## YOUR GOAL
Extend the research statement on retroviral enzymes and their nucleic acid substrates, picking up after its last sentence.

The principal focus of my research has been to use various tools of biochemistry, molecular biology, and computer modeling to understand the interaction between/among retroviral enzymes (reverse transcriptase, integrase) and structural proteins (nucleocapsid, gag) and their nucleic acid substrates. In particular, I have developed a number of in vitro assays utilizing substrates containing nucleoside analogs (e.g., difluorotoluene, iso-guanosine, 2-amino-adenosine, etc.) and purified recombinant enzymes to study how HIV-1 reverse transcripase specifically recognizes its cognate primer for plus-strand DNA synthesis, the HIV-1 polypurine tract (PPT). I am currently also using related methodologies to explore the mechanism(s) by which the ubiquitous cellular enzyme APOBEC3G, an HIV restriction factor, catalyzes cytidine deamination within select target sequences in single-stranded viral DNA.

## DATA EXCERPTS
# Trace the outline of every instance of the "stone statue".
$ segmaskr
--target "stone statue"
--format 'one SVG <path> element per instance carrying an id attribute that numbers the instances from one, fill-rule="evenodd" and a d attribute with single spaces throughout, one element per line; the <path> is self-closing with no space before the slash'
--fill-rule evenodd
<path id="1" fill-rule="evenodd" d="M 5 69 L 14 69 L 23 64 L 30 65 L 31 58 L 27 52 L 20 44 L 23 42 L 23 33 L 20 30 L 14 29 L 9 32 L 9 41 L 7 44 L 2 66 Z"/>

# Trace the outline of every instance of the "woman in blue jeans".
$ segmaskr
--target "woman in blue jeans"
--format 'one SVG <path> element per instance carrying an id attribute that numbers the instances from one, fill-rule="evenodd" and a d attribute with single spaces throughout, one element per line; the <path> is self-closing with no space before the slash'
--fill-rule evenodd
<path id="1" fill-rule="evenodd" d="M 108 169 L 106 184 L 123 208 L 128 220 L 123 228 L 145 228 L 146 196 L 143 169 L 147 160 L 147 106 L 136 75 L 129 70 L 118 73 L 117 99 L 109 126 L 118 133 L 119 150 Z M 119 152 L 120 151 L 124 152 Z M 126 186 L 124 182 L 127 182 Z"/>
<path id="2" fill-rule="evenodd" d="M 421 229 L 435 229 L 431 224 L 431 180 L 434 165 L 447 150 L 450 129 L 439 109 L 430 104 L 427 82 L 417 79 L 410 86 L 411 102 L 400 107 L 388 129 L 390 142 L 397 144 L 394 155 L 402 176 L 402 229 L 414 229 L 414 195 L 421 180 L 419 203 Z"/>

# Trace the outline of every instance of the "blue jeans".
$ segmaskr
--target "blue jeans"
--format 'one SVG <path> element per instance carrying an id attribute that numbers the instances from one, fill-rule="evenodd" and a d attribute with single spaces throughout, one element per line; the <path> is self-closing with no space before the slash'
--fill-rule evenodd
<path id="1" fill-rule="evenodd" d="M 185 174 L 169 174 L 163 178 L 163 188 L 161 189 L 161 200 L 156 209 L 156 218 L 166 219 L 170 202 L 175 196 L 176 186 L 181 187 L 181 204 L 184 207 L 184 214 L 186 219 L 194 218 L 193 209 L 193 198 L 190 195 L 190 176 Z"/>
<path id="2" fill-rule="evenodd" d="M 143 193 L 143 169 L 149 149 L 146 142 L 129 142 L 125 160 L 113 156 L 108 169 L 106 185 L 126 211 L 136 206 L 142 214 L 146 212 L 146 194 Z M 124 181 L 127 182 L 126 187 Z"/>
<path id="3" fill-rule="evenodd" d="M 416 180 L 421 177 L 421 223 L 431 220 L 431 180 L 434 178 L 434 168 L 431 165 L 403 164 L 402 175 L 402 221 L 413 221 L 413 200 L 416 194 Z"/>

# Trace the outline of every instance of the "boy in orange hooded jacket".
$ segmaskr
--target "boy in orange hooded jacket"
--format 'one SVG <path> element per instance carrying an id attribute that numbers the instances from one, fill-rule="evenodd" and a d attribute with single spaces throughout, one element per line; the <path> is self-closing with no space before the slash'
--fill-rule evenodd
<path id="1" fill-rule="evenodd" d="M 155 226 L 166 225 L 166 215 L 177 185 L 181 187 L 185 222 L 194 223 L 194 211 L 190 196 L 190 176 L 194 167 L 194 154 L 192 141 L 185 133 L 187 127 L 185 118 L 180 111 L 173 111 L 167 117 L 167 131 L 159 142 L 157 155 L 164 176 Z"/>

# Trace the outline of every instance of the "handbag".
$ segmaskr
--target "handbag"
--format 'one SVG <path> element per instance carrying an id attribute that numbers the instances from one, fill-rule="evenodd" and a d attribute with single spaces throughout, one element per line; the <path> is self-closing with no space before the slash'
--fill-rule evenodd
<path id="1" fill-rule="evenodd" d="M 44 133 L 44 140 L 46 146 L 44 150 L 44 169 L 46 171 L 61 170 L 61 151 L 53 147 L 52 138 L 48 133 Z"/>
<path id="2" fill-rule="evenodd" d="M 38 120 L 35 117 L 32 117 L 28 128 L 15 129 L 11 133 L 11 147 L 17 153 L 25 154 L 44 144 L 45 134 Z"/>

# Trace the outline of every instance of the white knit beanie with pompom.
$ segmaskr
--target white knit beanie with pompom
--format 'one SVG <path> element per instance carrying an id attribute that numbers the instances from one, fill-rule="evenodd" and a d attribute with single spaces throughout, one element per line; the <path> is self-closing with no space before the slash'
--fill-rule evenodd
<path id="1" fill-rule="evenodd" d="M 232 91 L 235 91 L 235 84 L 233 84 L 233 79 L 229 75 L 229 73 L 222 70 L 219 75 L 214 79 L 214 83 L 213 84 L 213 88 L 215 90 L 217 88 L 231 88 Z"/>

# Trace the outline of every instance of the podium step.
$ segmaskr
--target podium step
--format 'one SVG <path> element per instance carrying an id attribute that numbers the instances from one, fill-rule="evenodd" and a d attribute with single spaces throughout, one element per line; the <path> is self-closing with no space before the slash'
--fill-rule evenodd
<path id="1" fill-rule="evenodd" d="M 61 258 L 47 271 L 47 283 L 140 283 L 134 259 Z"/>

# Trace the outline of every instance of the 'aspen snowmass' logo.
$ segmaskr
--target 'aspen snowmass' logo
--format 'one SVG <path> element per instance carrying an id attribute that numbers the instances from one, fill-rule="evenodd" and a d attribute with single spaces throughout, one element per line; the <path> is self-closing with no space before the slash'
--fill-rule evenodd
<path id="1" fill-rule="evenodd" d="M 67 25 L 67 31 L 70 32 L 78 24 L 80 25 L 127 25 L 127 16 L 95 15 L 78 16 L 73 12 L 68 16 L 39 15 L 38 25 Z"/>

## RESPONSE BELOW
Finally, I have recently received a 2007 NCI Director's Career Development Innovation Award for my application entitled 'Evolving Sequence-Specific Integrases and Methyltransferases by In Vitro Compartmentalization.' With these funds, I plan to use novel directed evolution techniques to help improve the target-specificity of retroviral gene therapy vectors, as well as tools useful for epigenetics research pertaining to cytosine methylation.